===== PAGE TEXT

If there's anything from the original list i should try as well lmk

fallen spear Nov 17, 2023, 5:13 AM

#

i feel like the trigeglu and inner product are trying to tell me something but i don't know what

#

the other geglu derivatives might give us some clue about what is working and why

#

and, I guess, product pool, let me check to make sure I wrote it reasonably

fallen spear Nov 17, 2023, 5:14 AM

#

fallen spear i feel like the trigeglu and inner product are trying to tell me something but i...

something other than "products are good"

shut badge Nov 17, 2023, 5:15 AM

#

Seems the loss still starts pretty high with YinLU3

fallen spear Nov 17, 2023, 5:15 AM

#

fallen spear the other geglu derivatives might give us some clue about what is working and wh...

they basically vary: whether there is a quadratic term inside the gelu activation or multiplied into it

soft bobcat Nov 17, 2023, 5:15 AM

#

right, the failure of this activation function isn't because of f(0) = 1, it's something else

fallen spear Nov 17, 2023, 5:16 AM

#

https://gist.github.com/segyges/20bb00cf43fe617c2fdb7c6465698853
gist number two

soft bobcat Nov 17, 2023, 5:16 AM

#

this activation function is just bad somehow

shut badge Nov 17, 2023, 5:17 AM

#

sin, tanh, and and gelu all have different output ranges, does it make sense to add them together?

soft bobcat Nov 17, 2023, 5:17 AM

#

it does, but my guess is that sin and tanh are so bad that they don't make sense even in a mixture

shut badge Nov 17, 2023, 5:17 AM

#

er, well sin/tanh and gelu do

soft bobcat Nov 17, 2023, 5:18 AM

#

so forget about YinLU4, it's also almost certainly terrible

fallen spear Nov 17, 2023, 5:18 AM

#

i suspect baselining against product pool makes sense since it just forgoes the actual functions and does multiplication

#

... and powerproductpool

#

"eliminate effects besides the product operation", more or less

soft bobcat Nov 17, 2023, 5:21 AM

#

shut badge Seems the loss still starts pretty high with YinLU3

and YinLU3 can be stopped too, its loss is unlikely to ever be competitive

fallen spear Nov 17, 2023, 5:23 AM

#

we could maybe make a later note to ablate it to verify which of the components is harming it

#

on the "activation functions can't be awesome, they can only suck" theory

shut badge Nov 17, 2023, 5:23 AM

#

This seems like something that could be done through neural architecture search (not that I have the compute resources for that or anything)

fallen spear Nov 17, 2023, 5:24 AM

#

... hardmaru did something like that

#

I am coming at this from the "what sort of seems to make sense to me mathematically" direction but that is possibly the wrong direction

shut badge Nov 17, 2023, 5:25 AM

#

https://www.nature.com/articles/s41598-021-96723-8

Nature

Universal activation function for machine learning

Scientific Reports - Universal activation function for machine learning

#

perhaps i should try this too as another baseline

fallen spear Nov 17, 2023, 5:26 AM

#

five trainable parameters is a good number for us

soft bobcat Nov 17, 2023, 5:26 AM

#

them freezing the UAF parameters in the middle is very strange

#

"This is done to reduce the over-fitting of the model and to prevent training instability", which means they saw training instability. why would this instability occur?

==========

STATED TASK 1 ->
In the activation function thread, what do the other GeGLU derivatives basically vary?
STATED TASK 2 ->
Explain, using the activation function thread, why one participant thinks it makes sense to baseline against product pool.
STATED TASK 3 ->
Continue the activation function thread past its final message.

===== PROVIDED MATERIAL

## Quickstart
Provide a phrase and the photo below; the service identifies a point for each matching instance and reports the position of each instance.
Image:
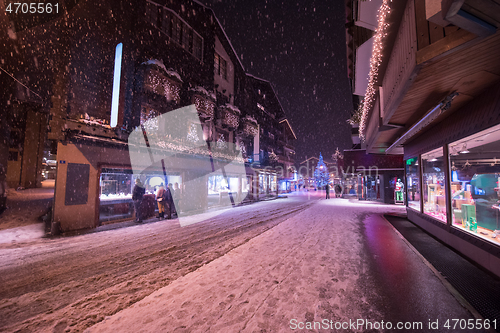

==========

EXPECTED OUTPUT 1 ->
They vary whether there is a quadratic term inside the GELU activation or multiplied into it.

EXPECTED OUTPUT 2 ->
Product pool skips the actual activation functions and does only multiplication. Baselining against it, along with powerproductpool, would more or less eliminate effects besides the product operation.

EXPECTED OUTPUT 3 ->
fallen spear Nov 17, 2023, 5:27 AM

#

what are they actually training and does it even have normalization on it

#

NNs are naturally unstable, instability in a sandbox problem tells us very little

#

he VGG 8 layer CNN

#

yeah

#

don't worry about their experiments imho, their math looks incredibly clever though

#

it worked once in a tiny sandbox and the math in principle approximates any activation, good enough for me

#

... grad students at uvic

shut badge Nov 17, 2023, 5:31 AM

#

        act = (
            torch.log(1 + torch.exp(x_1 * (x + x_2) * x_3 * x**2))
            - torch.log(1 + torch.exp(x_4 * (x - x_2)))
            + x_5 * x_6
        )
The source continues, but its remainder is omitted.